**PROVIDED PASSAGE**
Abstract. Since the early days the computer has been defined as an environment where represent objects through models. The primary challenges were related to represent such objects and develop series of techniques to manipulate them throughout design processes. Some of the current challenges refer to improve geometry control, to explore interactive techniques of design, and to administrate incremental amount of digital information. This is a review of such solid modeling foundations and some emergent questions about the next steps in CAD design.
Model. Kalay Y, points out that the primary function of a model is to represent in the computer’s memory an artifact or environment, in order to reason and operate about something which doesn’t exist in reality. Models help designers and engineers to visualize, evaluate, and optimize them, also are a significant source of documentation. Some models are oriented to specific application, like energy analysis, and other more general are used to do more than one task at a time. Derived from this wide range of application increasing interoperability between models is being demanded in CAD environments.
Solid model properties. A solid is a compact set of contiguous points in three dimensional space, it means that there is a path between any two contiguous points, this doesn’t exclude cavities in the solid. Solidity is the property to distinguish points which are not part of the solid. The set of points that form a solid are compact and occupied a finite amount of space. A solid model must have four basic properties in order to be represented and manipulated in the computer’s memory.
- Well-formedness , to guaranty the correspondence with the physical object it represents without ambiguity. The object’s shape is the complete set of point occupied in the three dimensional space, the object’s surfaces, which enclose it, are only a subset of the whole set of points. In order to verify the well-formedness of a polyhedron the mathematician Euler suggested a rule based on the number of elements of a solid embedded in a sphere. Faces + Vertices – Edges = 2. Further adaptations of such rule have been made in order to include a wide rage of shapes. - Completeness, to make the model useful for many applications, it means that it has the data required explicitly or implicitly for different applications. - Generality, to allow the model represent a wide variety of objects in three dimensional space and forms derived from forms it can represent. - Efficiency, to be implemented and using reasonable amount of resources. All this four properties must be balanced in order to achieve specific model efficiency every time.
Methods of solid representation. There is no a unique method of representation for solids, they differ in terms of data structure, storage and purposes.
- Spatial array or occupancy enumeration. It is a simple set of contiguous cubes of fixed size distributed in a three dimensional grid. The cubic unit is called “voxel”. This representation has two advantages: easy access to any point in the grid and avoidance of two bodies using the same space. The disadvantages are lacking of explicit relationship between the part of an object, limited
object resolution and large memory storage. Although it is not used for design applications I has been used in other proposes like tomography.

[Shape labeling lines]
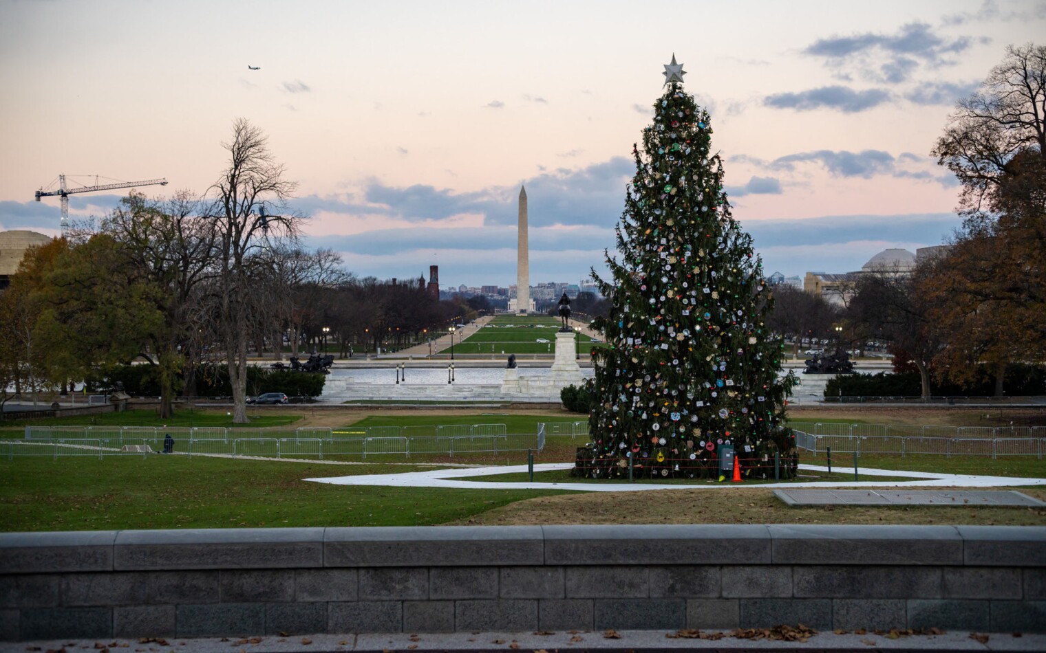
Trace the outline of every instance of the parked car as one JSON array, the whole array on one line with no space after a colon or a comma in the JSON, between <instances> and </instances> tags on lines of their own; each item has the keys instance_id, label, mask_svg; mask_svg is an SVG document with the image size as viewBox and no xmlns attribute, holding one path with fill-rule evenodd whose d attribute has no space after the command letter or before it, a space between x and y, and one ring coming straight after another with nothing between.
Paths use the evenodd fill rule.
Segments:
<instances>
[{"instance_id":1,"label":"parked car","mask_svg":"<svg viewBox=\"0 0 1046 653\"><path fill-rule=\"evenodd\" d=\"M287 395L281 392L267 392L257 397L247 397L247 403L287 403Z\"/></svg>"}]
</instances>

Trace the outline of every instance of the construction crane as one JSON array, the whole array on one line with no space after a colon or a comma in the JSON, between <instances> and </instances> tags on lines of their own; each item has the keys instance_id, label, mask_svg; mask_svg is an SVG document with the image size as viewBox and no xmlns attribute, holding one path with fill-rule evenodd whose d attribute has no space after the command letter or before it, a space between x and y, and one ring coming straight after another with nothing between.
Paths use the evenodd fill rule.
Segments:
<instances>
[{"instance_id":1,"label":"construction crane","mask_svg":"<svg viewBox=\"0 0 1046 653\"><path fill-rule=\"evenodd\" d=\"M98 184L98 178L94 178L94 186L84 186L83 188L66 188L65 174L59 174L59 189L58 190L44 190L41 188L37 191L37 202L40 202L41 197L49 197L51 195L58 195L62 197L62 235L66 234L66 230L69 228L69 195L74 192L91 192L94 190L115 190L117 188L132 188L134 186L153 186L154 184L159 184L160 186L166 186L167 180L165 179L147 179L143 182L117 182L115 184ZM53 185L53 182L52 182Z\"/></svg>"}]
</instances>

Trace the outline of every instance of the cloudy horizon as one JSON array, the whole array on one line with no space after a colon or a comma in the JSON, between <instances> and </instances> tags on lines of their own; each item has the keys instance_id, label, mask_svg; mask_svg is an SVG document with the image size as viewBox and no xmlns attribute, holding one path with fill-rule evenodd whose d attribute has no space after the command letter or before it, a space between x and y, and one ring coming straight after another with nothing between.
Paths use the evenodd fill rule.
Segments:
<instances>
[{"instance_id":1,"label":"cloudy horizon","mask_svg":"<svg viewBox=\"0 0 1046 653\"><path fill-rule=\"evenodd\" d=\"M743 4L0 2L0 229L56 234L58 199L32 191L61 171L203 194L246 117L299 182L305 243L359 277L515 283L525 185L531 282L577 282L605 274L675 53L767 274L947 239L958 187L929 151L1005 46L1043 33L1046 3ZM119 199L74 194L71 215Z\"/></svg>"}]
</instances>

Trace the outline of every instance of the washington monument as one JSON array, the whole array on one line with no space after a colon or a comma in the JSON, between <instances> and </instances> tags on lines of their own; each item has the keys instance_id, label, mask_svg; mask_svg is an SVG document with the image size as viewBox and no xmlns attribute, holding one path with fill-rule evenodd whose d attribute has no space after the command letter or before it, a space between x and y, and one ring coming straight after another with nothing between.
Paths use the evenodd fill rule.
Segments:
<instances>
[{"instance_id":1,"label":"washington monument","mask_svg":"<svg viewBox=\"0 0 1046 653\"><path fill-rule=\"evenodd\" d=\"M516 248L516 310L525 313L530 308L530 249L526 231L526 188L520 186L519 243Z\"/></svg>"}]
</instances>

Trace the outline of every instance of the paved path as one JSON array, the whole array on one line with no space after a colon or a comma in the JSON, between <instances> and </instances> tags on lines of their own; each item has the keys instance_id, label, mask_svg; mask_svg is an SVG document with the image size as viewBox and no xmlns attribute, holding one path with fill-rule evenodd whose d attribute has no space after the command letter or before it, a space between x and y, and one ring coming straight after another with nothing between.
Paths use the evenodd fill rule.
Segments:
<instances>
[{"instance_id":1,"label":"paved path","mask_svg":"<svg viewBox=\"0 0 1046 653\"><path fill-rule=\"evenodd\" d=\"M535 472L570 469L573 463L544 463L535 465ZM827 467L817 465L799 465L799 469L811 471L828 471ZM854 468L834 467L839 473L854 473ZM361 476L338 476L331 479L305 479L317 483L333 485L369 485L401 488L457 488L473 490L575 490L578 492L649 492L652 490L722 490L738 487L736 484L723 483L719 485L680 485L659 483L506 483L483 481L459 481L463 477L490 476L496 474L526 473L526 465L505 467L480 467L474 469L437 469L432 471L416 471L401 474L368 474ZM936 474L922 471L896 471L893 469L859 470L860 482L828 482L816 481L810 483L763 483L748 484L747 487L759 488L863 488L863 487L963 487L963 488L997 488L1008 486L1046 486L1046 479L1019 479L1015 476L979 476L971 474ZM874 481L869 476L907 476L913 481ZM741 487L746 487L741 484Z\"/></svg>"},{"instance_id":2,"label":"paved path","mask_svg":"<svg viewBox=\"0 0 1046 653\"><path fill-rule=\"evenodd\" d=\"M1046 634L978 633L969 630L942 632L938 635L903 635L890 638L887 633L854 633L831 630L818 632L805 642L743 638L744 631L704 630L711 637L695 637L697 631L675 630L559 630L525 632L456 632L456 633L369 633L322 635L260 635L257 637L160 637L139 639L66 639L38 642L2 642L0 653L25 651L94 650L115 651L179 651L192 653L297 653L308 651L1043 651ZM719 634L713 634L719 633ZM250 633L247 633L248 635ZM608 634L615 635L613 638ZM742 636L735 636L735 635ZM725 636L723 636L725 635ZM161 644L162 640L162 644Z\"/></svg>"},{"instance_id":3,"label":"paved path","mask_svg":"<svg viewBox=\"0 0 1046 653\"><path fill-rule=\"evenodd\" d=\"M854 633L831 630L818 632L805 642L743 638L745 631L704 630L708 638L695 637L697 631L675 630L559 630L525 632L455 633L369 633L322 635L260 635L257 637L159 637L139 639L66 639L38 642L0 642L0 653L25 651L94 650L179 651L192 653L297 653L308 651L1043 651L1046 634L977 633L969 630L938 635L903 635L890 638L887 633ZM751 631L750 631L751 632ZM719 634L714 634L719 633ZM250 633L247 633L248 635ZM613 638L608 634L616 635ZM742 636L735 636L735 635ZM724 636L725 635L725 636ZM162 644L161 644L162 642Z\"/></svg>"}]
</instances>

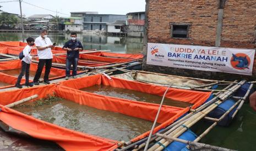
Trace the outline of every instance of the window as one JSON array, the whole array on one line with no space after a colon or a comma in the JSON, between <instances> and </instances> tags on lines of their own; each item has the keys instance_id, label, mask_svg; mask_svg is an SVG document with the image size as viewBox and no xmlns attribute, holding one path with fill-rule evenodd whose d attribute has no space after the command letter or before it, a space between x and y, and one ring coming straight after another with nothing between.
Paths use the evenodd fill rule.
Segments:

**PROBLEM DESCRIPTION**
From the solid modeling review above, reproduce word for word the part that opens with the words "Abstract. Since the" and closes with "in CAD design.".

**ANSWER TO THIS EXERCISE**
Abstract. Since the early days the computer has been defined as an environment where represent objects through models. The primary challenges were related to represent such objects and develop series of techniques to manipulate them throughout design processes. Some of the current challenges refer to improve geometry control, to explore interactive techniques of design, and to administrate incremental amount of digital information. This is a review of such solid modeling foundations and some emergent questions about the next steps in CAD design.